### Exercise goal:
Copy out every line holding the string "foliage" from the records below.

### Given records:
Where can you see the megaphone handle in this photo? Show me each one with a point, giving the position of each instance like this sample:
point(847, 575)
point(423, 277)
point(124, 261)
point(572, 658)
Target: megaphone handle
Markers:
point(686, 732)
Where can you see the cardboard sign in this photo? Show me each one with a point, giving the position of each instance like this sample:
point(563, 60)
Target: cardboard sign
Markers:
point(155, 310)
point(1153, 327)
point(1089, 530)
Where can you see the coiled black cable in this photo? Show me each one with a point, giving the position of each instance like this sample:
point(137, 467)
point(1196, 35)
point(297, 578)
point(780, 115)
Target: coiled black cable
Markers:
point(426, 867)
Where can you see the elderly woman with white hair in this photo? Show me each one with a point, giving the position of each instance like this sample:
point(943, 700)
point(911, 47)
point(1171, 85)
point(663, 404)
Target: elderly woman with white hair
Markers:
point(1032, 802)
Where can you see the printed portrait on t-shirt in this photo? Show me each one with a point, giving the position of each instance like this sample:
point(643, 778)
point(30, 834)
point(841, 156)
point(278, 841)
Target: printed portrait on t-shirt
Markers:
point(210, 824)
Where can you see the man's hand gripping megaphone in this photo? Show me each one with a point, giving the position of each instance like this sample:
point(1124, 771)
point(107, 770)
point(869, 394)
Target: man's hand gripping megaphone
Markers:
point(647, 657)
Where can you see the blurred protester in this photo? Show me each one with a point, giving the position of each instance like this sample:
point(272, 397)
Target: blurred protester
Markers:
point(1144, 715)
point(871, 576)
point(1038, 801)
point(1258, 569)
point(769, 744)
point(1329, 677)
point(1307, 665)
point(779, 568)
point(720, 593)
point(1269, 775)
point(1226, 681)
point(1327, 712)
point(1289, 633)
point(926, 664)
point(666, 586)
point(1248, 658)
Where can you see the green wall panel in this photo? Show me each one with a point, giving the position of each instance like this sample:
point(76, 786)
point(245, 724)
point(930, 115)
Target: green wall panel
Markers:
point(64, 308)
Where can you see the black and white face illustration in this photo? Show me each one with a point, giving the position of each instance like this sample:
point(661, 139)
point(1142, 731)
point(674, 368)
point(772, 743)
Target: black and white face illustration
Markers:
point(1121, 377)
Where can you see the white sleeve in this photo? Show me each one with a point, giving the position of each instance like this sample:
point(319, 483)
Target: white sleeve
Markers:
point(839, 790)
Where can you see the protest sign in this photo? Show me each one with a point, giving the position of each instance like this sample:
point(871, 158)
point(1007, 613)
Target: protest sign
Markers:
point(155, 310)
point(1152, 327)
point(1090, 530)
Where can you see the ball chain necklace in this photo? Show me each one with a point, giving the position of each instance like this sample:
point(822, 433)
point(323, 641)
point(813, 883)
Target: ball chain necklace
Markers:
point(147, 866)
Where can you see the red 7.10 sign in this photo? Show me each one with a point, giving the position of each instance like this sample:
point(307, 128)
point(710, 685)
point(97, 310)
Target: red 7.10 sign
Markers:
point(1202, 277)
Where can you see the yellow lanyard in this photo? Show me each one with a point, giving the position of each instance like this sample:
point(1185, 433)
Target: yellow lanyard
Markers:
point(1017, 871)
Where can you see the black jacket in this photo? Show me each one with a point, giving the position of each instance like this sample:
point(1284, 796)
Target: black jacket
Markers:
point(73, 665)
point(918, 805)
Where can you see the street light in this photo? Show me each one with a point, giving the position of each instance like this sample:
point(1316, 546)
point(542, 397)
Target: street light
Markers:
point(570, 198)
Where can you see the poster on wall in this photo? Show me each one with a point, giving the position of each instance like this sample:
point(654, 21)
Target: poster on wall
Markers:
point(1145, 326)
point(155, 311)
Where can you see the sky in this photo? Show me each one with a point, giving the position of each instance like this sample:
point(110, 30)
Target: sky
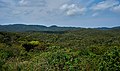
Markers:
point(74, 13)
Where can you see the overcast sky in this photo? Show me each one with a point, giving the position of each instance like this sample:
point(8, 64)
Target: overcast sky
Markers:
point(79, 13)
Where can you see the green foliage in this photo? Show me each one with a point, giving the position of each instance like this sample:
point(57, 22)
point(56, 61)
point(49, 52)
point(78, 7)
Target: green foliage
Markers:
point(77, 50)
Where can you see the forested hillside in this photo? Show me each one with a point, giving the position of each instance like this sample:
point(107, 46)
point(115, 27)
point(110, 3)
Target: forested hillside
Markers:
point(75, 50)
point(24, 28)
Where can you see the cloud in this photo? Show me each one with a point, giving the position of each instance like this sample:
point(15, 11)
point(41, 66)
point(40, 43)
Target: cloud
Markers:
point(116, 9)
point(104, 5)
point(72, 9)
point(95, 14)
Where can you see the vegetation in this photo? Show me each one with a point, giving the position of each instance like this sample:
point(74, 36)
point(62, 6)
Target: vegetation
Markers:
point(75, 50)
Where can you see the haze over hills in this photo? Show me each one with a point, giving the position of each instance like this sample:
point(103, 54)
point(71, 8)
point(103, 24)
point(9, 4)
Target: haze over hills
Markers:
point(24, 28)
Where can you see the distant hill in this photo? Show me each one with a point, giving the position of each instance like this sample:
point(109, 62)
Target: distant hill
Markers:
point(24, 28)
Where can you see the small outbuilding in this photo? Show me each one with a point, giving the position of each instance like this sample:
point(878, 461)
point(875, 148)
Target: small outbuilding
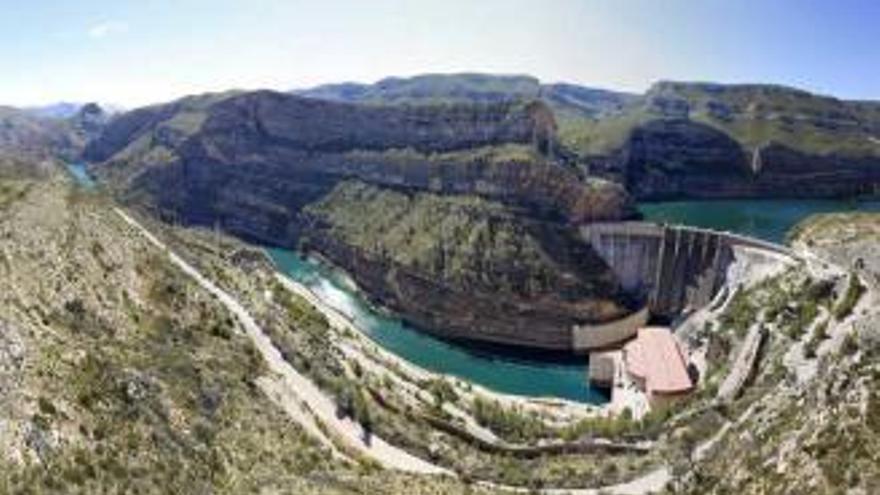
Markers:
point(656, 362)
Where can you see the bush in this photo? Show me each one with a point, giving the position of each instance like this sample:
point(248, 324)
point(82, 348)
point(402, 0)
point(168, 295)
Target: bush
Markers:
point(853, 293)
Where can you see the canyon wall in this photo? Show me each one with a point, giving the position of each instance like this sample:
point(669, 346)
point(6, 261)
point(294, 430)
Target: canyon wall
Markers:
point(672, 268)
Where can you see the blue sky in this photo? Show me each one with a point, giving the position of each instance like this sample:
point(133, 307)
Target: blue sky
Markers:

### Completed exercise:
Where can you see the green foliage in this photo? Show me each one with a point, giving the position of each instance like this sample:
Target: green foliage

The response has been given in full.